Task prompt
Rewrite the data below with every occurrence of "one marker per instance" replaced by "a single marker for each instance", leaving everything else unchanged.

[Collection entries]
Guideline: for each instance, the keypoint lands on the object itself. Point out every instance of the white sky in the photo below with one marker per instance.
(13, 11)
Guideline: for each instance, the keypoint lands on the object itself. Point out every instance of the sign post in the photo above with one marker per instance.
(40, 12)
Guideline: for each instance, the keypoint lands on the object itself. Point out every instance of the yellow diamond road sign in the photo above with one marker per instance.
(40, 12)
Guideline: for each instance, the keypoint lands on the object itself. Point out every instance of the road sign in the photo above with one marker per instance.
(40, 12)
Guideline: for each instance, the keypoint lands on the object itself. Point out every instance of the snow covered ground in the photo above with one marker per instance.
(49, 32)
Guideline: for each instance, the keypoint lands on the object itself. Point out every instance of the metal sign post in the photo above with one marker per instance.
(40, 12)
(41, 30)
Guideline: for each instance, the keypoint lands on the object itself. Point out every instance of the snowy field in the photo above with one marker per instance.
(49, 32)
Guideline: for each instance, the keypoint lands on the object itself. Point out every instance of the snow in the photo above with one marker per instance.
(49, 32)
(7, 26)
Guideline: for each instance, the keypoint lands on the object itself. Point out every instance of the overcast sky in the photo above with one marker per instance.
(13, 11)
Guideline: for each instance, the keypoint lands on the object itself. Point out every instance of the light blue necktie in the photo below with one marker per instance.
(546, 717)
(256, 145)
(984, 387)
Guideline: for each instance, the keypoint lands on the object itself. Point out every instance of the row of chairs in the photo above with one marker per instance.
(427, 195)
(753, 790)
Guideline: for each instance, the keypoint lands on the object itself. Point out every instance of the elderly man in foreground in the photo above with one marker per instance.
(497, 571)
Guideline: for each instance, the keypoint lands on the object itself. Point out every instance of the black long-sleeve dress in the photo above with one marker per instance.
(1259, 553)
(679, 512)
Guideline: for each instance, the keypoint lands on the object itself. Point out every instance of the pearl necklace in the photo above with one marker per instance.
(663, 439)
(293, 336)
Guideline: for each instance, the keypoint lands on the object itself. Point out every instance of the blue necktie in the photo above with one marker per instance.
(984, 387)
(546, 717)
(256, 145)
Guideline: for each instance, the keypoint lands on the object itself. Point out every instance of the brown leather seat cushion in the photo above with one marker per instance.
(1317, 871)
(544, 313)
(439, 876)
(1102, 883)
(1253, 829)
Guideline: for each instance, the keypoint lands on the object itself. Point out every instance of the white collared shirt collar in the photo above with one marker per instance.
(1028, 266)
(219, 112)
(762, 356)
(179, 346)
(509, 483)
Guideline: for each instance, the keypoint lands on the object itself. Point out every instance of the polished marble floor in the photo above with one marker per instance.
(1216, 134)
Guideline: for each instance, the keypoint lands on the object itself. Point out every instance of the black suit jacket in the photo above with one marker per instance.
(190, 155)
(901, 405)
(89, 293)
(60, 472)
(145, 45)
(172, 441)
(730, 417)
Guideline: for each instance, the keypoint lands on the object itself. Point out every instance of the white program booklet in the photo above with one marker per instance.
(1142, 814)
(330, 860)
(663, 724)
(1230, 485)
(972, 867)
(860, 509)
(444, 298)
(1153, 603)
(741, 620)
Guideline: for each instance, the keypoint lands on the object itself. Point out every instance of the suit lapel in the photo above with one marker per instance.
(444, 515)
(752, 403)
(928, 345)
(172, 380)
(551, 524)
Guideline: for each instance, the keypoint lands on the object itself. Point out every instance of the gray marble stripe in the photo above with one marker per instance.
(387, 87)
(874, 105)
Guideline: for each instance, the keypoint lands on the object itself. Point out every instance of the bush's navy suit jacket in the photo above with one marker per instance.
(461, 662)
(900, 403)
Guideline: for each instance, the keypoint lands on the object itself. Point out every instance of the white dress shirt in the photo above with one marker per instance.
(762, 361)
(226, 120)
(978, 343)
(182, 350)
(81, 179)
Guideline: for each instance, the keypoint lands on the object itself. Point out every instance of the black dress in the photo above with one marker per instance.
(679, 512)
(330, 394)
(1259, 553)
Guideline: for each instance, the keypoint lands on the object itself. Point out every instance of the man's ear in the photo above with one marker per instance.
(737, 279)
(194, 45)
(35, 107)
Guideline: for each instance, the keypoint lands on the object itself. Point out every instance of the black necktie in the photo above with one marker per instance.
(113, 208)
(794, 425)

Task solution
Guideline: for each instance, the keypoint lands on the object itself. Point out every instance of the white sky in the photo below with a single marker for each instance.
(13, 11)
Guideline: for each instance, the keypoint lands on the object itself. Point out every instance of the sign post in the photo above with a single marker for each instance.
(40, 12)
Guideline: for each instance, the keypoint lands on the object itself. Point out every instance of the yellow diamond road sign in the photo above with a single marker for each instance.
(40, 12)
Guideline: for each instance, the keypoint lands on the object itself. Point out every instance of the road sign in the photo above with a single marker for each instance.
(40, 12)
Guideline: for each instance, the keypoint lands on the object itself. Point out every instance of the snow covered ground in the photo above with a single marker for each instance.
(49, 32)
Guideline: for each instance, the keypoint lands on the object itself. Point out every instance of the metal sign post in the photo above with a single marker for each instance.
(40, 12)
(41, 30)
Guideline: for each instance, the keypoint lands on the object itself. Point out every instance of the snowy field in the photo above with a single marker for each instance.
(49, 32)
Guideline: for each instance, the keypoint lands on the object itself. Point out every instance of the snow in the photo above with a single marker for each instance.
(49, 32)
(7, 26)
Guideline: for each instance, the keypoint lands on the object itself. Point out every instance of the overcast sky in the photo above with a single marker for each instance.
(13, 11)
Guideline: for each instance, the keypoint lands on the object itself. Point out every instance of the light blue necktie in the photo below with a single marker for each instance.
(546, 717)
(256, 145)
(984, 387)
Guideline: for each instance, the keypoint lands on the object itself. Point out every instance of the row of chairs in the photo above with a single marker for each instance.
(427, 195)
(753, 790)
Guideline: for each instance, the keypoint lands on the object itself. Point out every instance of the elderly man in foreground in the photo above with a single marker for each instance.
(497, 571)
Guideline: for each instance, the keypoint lands on the object itself. Point out every instance of the black long-sleeve dress in the photo above with a single marker for each instance.
(1259, 553)
(679, 512)
Guideline: for each instance, the keypoint lands on the object itself. Point out every instance of the pearl necklace in the photo above with a single marker for each instance.
(663, 439)
(293, 336)
Guideline: for each instance, the keypoint lands on the object itself. Point out every instance of the blue necktie in the photo above with a single marker for each instance.
(984, 387)
(546, 717)
(256, 145)
Guideline: for each instance, the keypoint lands on the object itself. Point out every instance of the brown leather seat cushion in the photo above with a single marker for each instance.
(1317, 871)
(544, 313)
(439, 876)
(1102, 883)
(1253, 829)
Guideline: for each instance, the keypoint lands on the object itself. Point out every instance of the white collared shirt collar in the photo above with a single marker for each instance.
(1028, 266)
(219, 112)
(762, 356)
(179, 346)
(509, 483)
Guideline: for each instance, the keypoint lands on the object itself. Point out every instance of the polished marble floor in the photo above with a single marker for each instance.
(1216, 134)
Guideline: for each instance, the keypoint lands on the object itself. Point out every instance of the black suit jacket in the photo above with a single marker for each instance.
(190, 155)
(901, 405)
(89, 293)
(60, 472)
(145, 45)
(172, 441)
(730, 417)
Guideline: for each instance, the keypoint lands on the object itself. Point out every instance of the white program booklet in the photo above with a single marker for each instance.
(1142, 814)
(330, 860)
(663, 724)
(1230, 485)
(972, 867)
(860, 509)
(444, 298)
(1153, 603)
(741, 620)
Guideline: for each instance, the keypoint lands on the object itself. Point out every instance of the suit lapel in the photo above with a single marker for each instance.
(444, 515)
(752, 403)
(928, 345)
(172, 380)
(551, 524)
Guideline: for each instance, the keypoint lands on the object itself. Point out every instance of the gray marble stripe in the photo above with a single marker for each instance.
(387, 87)
(874, 105)
Guideline: for each instance, the keypoint lands on the object itself. Point out every instance of the bush's navy suit jacket in the photo above with a single marker for each instance.
(461, 662)
(900, 403)
Guideline: for each instance, the keypoint lands on the object itself. Point out every instance of the white dress shirt in the photo above with a single marker for each instance.
(762, 361)
(226, 120)
(978, 343)
(182, 350)
(81, 179)
Guideline: for each instance, the keypoint lands on the object itself. Point out every instance of the black dress in the photo above with a single marker for each instance.
(679, 512)
(330, 394)
(1259, 553)
Guideline: for each instance, the keypoint lands on the object itself. Point out every instance of the man's ear in the photo above with a single marker for each instance.
(737, 279)
(194, 45)
(35, 107)
Guideline: for each instance, the keypoint lands on the object itself. Point out every instance of the black necktie in the photo above with a single marker for each instance.
(113, 208)
(794, 425)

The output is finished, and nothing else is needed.